» SOURCE:
--- START ---

From the bald, we headed down the main meadow past some unexpected patches of wetland flowers. Then came a short bushwhack into the woods to find the hidden lakes. Thankfully, we found them with no problem. I’m calling them North and South Secret Lakes for the obvious reason that you can’t see them from anywhere. We had a fun time exploring them, mainly the south one on the Douglas County side of the county line, which coincidentally appears to run between them. John and I ended up bushwhacking through a brushy area of willows and blooming creek dogwood (Cornus sericea) at the far end of the lake. There was some shrubless wetland on the far side that was filled with gorgeous tall bluebells (Mertensia paniculata). Elk had made a maze of paths through here, leading to a small creek.

South Secret Lake

There were some blooming pond lilies (Nuphar polysepala) in South Secret Lake. The smaller leaves are arumleaf arrowhead (Sagitarria cuneata). These will bloom later.

We decided to leave our boots on for the short trek up to the meadow and through a brief boundary of forest around the main lake. The north side we popped out on was very wet, and there was no getting near some pretty cottongrass, so we headed to the other side where there were lots of elephant’s head (Pedicularis groenlandica). On the way, we passed a small patch of sundews (Drosera rotundifolia) that I had never noticed before. Heading back up from the lake, I spotted a much more unusual addition to the list, a very small annual called false-mermaid (Floerkea prosperinacoides) that I’d only seen a few times before, much farther south. It seemed awfully close to the county line, so, since it would be a new county record, I double-checked the maps, but I believe it is just over on the Douglas County side—darn! It was getting quite late, so I did not spend any time trying to find it farther north in the meadow. That will have to wait for another trip.

Some of these tiny grapeferns were under an inch tall.

Some of these tiny grapeferns were under an inch tall. The fertile part is what looks like a cluster of grapes. The small pinnate leaves are near the base of the plant.

With all the cool things we’d seen, we thought we had done pretty well and were ready to head home when we reached the car. It was much later than any of us had realized. But the excitement was not over yet. While snacking and milling around the car, I went to check out the damp ditch on the other side of the road. I noticed some of the little orange-yellow blossoms of bog St. John’s wort (Hypericum anagalloides). Clay had asked about it earlier in the day when we saw the little leaves creeping about the wetland, so I called him over to see the flowers. While bending down to show him, I spotted some very tiny clusters of yellow-green balls, rather grape-like—a grapefern or moonwort (Botrychium)! It was least moonwort (B. simplex), the same species that grows at Waterdog Lake (see Awesome Day at Groundhog). This is only the second place I’ve ever seen it. I was thrilled, to say the least. Late though it was, we couldn’t just leave without looking at these more carefully. We counted several dozen, but there could well have been more. They seemed to disappear as soon as I stood up. I also marked what appeared to be the ends of the narrow strip they were growing in, so Molly Juillerat, the Forest Service botanist, could find them.

--- END ---

» RECORDED INFORMATION:
--- START ---

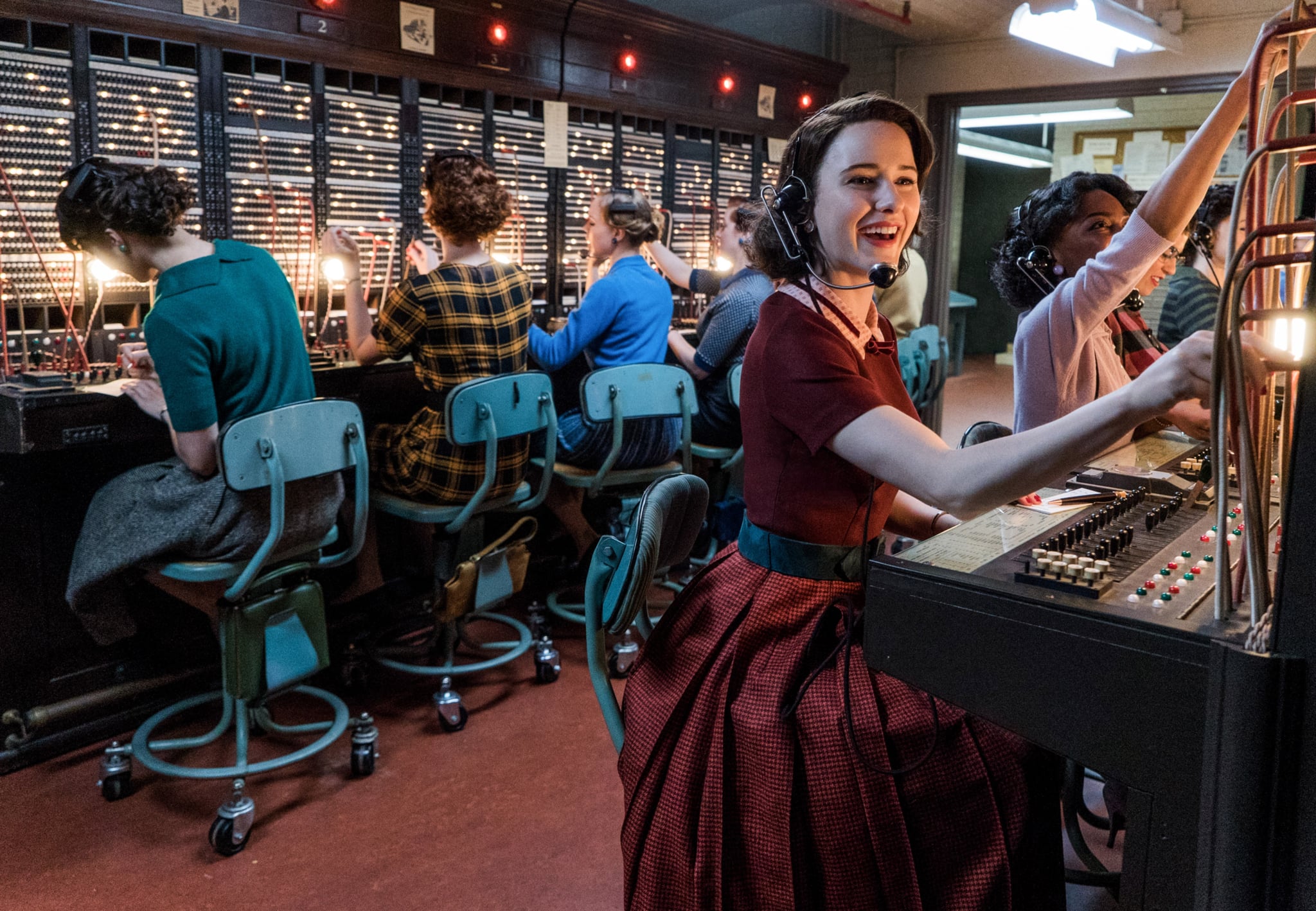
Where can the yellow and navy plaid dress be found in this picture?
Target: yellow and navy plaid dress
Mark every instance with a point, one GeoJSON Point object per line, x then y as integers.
{"type": "Point", "coordinates": [458, 323]}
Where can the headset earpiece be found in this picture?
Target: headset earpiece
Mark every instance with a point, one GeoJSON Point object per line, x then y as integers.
{"type": "Point", "coordinates": [1040, 265]}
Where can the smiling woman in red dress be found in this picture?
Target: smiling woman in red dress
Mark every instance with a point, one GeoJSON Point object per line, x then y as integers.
{"type": "Point", "coordinates": [760, 748]}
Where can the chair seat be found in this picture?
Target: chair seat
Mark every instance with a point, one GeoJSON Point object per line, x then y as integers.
{"type": "Point", "coordinates": [218, 570]}
{"type": "Point", "coordinates": [716, 453]}
{"type": "Point", "coordinates": [429, 513]}
{"type": "Point", "coordinates": [577, 477]}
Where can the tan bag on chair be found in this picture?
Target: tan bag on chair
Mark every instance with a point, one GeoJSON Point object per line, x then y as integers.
{"type": "Point", "coordinates": [488, 576]}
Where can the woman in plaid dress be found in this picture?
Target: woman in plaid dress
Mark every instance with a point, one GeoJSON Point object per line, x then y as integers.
{"type": "Point", "coordinates": [765, 766]}
{"type": "Point", "coordinates": [459, 319]}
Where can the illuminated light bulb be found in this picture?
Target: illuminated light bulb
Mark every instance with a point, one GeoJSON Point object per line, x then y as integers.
{"type": "Point", "coordinates": [333, 270]}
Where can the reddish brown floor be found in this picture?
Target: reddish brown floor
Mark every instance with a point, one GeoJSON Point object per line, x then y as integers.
{"type": "Point", "coordinates": [522, 810]}
{"type": "Point", "coordinates": [983, 391]}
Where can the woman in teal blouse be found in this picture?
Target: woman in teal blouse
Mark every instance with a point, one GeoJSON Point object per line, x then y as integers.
{"type": "Point", "coordinates": [223, 341]}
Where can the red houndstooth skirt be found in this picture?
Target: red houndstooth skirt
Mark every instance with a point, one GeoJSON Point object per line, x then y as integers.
{"type": "Point", "coordinates": [732, 805]}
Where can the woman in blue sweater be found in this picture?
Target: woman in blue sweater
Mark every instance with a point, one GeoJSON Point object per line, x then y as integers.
{"type": "Point", "coordinates": [623, 319]}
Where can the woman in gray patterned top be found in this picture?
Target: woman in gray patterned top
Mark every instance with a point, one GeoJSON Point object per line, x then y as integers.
{"type": "Point", "coordinates": [725, 326]}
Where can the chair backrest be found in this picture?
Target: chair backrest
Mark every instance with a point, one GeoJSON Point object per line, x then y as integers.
{"type": "Point", "coordinates": [637, 390]}
{"type": "Point", "coordinates": [662, 532]}
{"type": "Point", "coordinates": [494, 409]}
{"type": "Point", "coordinates": [290, 443]}
{"type": "Point", "coordinates": [921, 357]}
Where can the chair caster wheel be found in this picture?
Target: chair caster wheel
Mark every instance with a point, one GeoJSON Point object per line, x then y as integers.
{"type": "Point", "coordinates": [448, 705]}
{"type": "Point", "coordinates": [222, 838]}
{"type": "Point", "coordinates": [116, 770]}
{"type": "Point", "coordinates": [547, 665]}
{"type": "Point", "coordinates": [232, 826]}
{"type": "Point", "coordinates": [115, 788]}
{"type": "Point", "coordinates": [362, 760]}
{"type": "Point", "coordinates": [623, 657]}
{"type": "Point", "coordinates": [364, 738]}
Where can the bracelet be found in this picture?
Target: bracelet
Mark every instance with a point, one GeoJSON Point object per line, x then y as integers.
{"type": "Point", "coordinates": [932, 526]}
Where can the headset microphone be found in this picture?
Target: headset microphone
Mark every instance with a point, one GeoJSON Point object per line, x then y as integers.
{"type": "Point", "coordinates": [884, 274]}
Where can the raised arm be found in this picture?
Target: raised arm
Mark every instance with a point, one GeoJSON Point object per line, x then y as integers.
{"type": "Point", "coordinates": [1171, 200]}
{"type": "Point", "coordinates": [902, 452]}
{"type": "Point", "coordinates": [669, 263]}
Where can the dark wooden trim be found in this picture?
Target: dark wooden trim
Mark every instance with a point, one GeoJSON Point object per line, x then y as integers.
{"type": "Point", "coordinates": [677, 60]}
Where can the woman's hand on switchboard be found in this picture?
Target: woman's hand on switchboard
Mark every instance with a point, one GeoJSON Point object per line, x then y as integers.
{"type": "Point", "coordinates": [138, 361]}
{"type": "Point", "coordinates": [423, 257]}
{"type": "Point", "coordinates": [337, 243]}
{"type": "Point", "coordinates": [148, 395]}
{"type": "Point", "coordinates": [1185, 373]}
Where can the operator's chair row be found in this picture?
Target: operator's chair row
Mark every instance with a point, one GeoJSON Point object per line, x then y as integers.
{"type": "Point", "coordinates": [271, 618]}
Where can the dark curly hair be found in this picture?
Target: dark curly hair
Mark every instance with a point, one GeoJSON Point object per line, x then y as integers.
{"type": "Point", "coordinates": [1038, 222]}
{"type": "Point", "coordinates": [463, 198]}
{"type": "Point", "coordinates": [641, 226]}
{"type": "Point", "coordinates": [149, 202]}
{"type": "Point", "coordinates": [805, 154]}
{"type": "Point", "coordinates": [1216, 207]}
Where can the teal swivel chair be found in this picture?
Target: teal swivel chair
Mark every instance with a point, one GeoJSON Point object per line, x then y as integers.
{"type": "Point", "coordinates": [272, 631]}
{"type": "Point", "coordinates": [612, 395]}
{"type": "Point", "coordinates": [664, 529]}
{"type": "Point", "coordinates": [728, 475]}
{"type": "Point", "coordinates": [479, 411]}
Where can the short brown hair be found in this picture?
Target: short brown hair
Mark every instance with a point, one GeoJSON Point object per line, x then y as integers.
{"type": "Point", "coordinates": [465, 200]}
{"type": "Point", "coordinates": [805, 154]}
{"type": "Point", "coordinates": [640, 227]}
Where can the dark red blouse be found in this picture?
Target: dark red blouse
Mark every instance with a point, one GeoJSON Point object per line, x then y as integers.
{"type": "Point", "coordinates": [803, 381]}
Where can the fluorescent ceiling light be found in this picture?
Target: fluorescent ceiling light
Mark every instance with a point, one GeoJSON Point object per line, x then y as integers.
{"type": "Point", "coordinates": [1092, 30]}
{"type": "Point", "coordinates": [1045, 112]}
{"type": "Point", "coordinates": [1003, 152]}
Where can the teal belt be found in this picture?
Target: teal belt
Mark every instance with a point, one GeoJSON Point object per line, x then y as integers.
{"type": "Point", "coordinates": [826, 563]}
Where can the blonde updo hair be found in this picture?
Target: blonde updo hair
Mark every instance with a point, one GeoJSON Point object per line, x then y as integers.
{"type": "Point", "coordinates": [640, 227]}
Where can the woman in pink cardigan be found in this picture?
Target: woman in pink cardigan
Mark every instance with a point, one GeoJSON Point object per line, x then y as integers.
{"type": "Point", "coordinates": [1073, 253]}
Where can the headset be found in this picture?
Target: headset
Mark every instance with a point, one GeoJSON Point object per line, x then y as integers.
{"type": "Point", "coordinates": [621, 202]}
{"type": "Point", "coordinates": [790, 203]}
{"type": "Point", "coordinates": [1038, 265]}
{"type": "Point", "coordinates": [1204, 240]}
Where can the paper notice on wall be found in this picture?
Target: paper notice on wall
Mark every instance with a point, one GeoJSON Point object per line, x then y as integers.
{"type": "Point", "coordinates": [1144, 163]}
{"type": "Point", "coordinates": [1235, 157]}
{"type": "Point", "coordinates": [416, 28]}
{"type": "Point", "coordinates": [222, 10]}
{"type": "Point", "coordinates": [556, 135]}
{"type": "Point", "coordinates": [1083, 163]}
{"type": "Point", "coordinates": [1102, 146]}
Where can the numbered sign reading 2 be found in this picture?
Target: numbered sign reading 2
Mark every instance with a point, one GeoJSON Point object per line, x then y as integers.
{"type": "Point", "coordinates": [321, 27]}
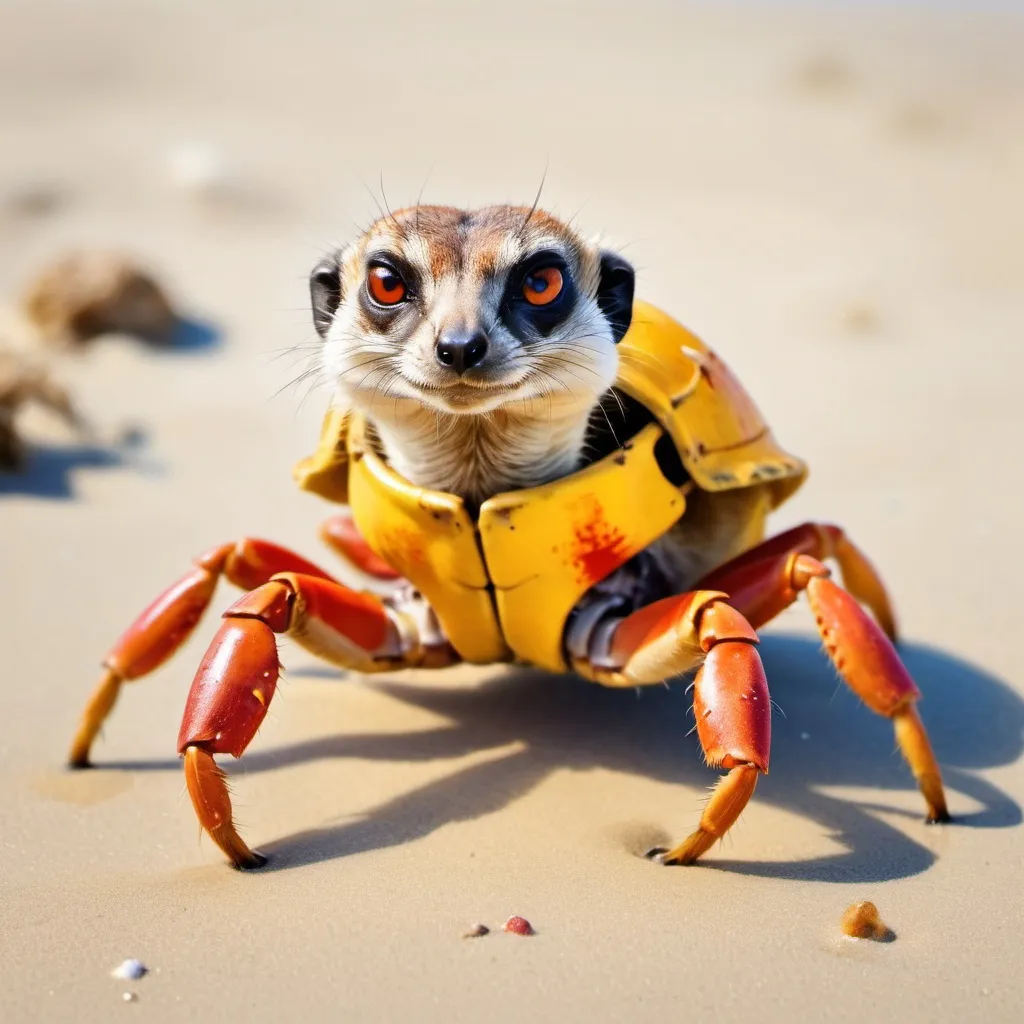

--- END ---

» REQUEST 1:
Reproduce the part of the Secret Lakes account starting at "From the bald, we" and ending at "a small creek.", word for word.
» REQUEST 2:
Pick up the Secret Lakes account from the point where it stops and carry it on.

» EXPECTED ANSWER 1:
From the bald, we headed down the main meadow past some unexpected patches of wetland flowers. Then came a short bushwhack into the woods to find the hidden lakes. Thankfully, we found them with no problem. I’m calling them North and South Secret Lakes for the obvious reason that you can’t see them from anywhere. We had a fun time exploring them, mainly the south one on the Douglas County side of the county line, which coincidentally appears to run between them. John and I ended up bushwhacking through a brushy area of willows and blooming creek dogwood (Cornus sericea) at the far end of the lake. There was some shrubless wetland on the far side that was filled with gorgeous tall bluebells (Mertensia paniculata). Elk had made a maze of paths through here, leading to a small creek.

» EXPECTED ANSWER 2:
This Pacific chorus frog seemed out of place on the hot, rocky slope.

This Pacific chorus frog seemed out of place on the hot, rocky slope.

So it really was a grand day of botanizing, but I would be remiss if I didn’t mention that we also saw a great variety of interesting small wildlife. There were lots of butterflies out, including clodius parnassians; meadow fritillaries and a pair of greater fritillaries (possibly hydaspe); checkerspots, greenish blues near the lake where two probable host plants, Howell’s clover (Trifolium howellii) and long-stalked clover (Trifolium longipes) were abundant; Sara orangetips; a duskywing; anglewings; and on our drive up we saw Lorquin’s admirals, swallowtails, and a California sister. We also saw several different species of day-flying moths. Other insects abounded, including hoardes of small grasshoppers loudly munching on the meadow plants, lots of bees, pretty damselflies at the lakes, and thankfully mostly just later in the day, there were mosquitoes and deer flies. The most amazing insects were the phantom craneflies Clay and Gail found while John and I were exploring the brushy thickets at the outlet of South Secret Lake. These bizarre black and white insects seem to float upright among the sedges. I posted a photo the first time I saw one in Wonderful Wildlife and More at Warfield Bog. John and Clay were paying more attention to the birds than I was, but we were all very pleased to see and hear a lovely blue lazuli bunting singing from the top of an elderberry. Several types of amphibians were also out and about. The rough-skinned newts were where you’d expect them, floating about in the Secret Lakes; there was a Cascades frog in the woods but not too far from those lakes, where there were also large tadpoles, probably of the same species. But the surprising one was a bright green Pacific chorus frog out on the hot, rocky slope of the bald, in full sun. He wasn’t that far from a small draw that still had a tiny trickle of water in it, so maybe that’s why he wasn’t too hot.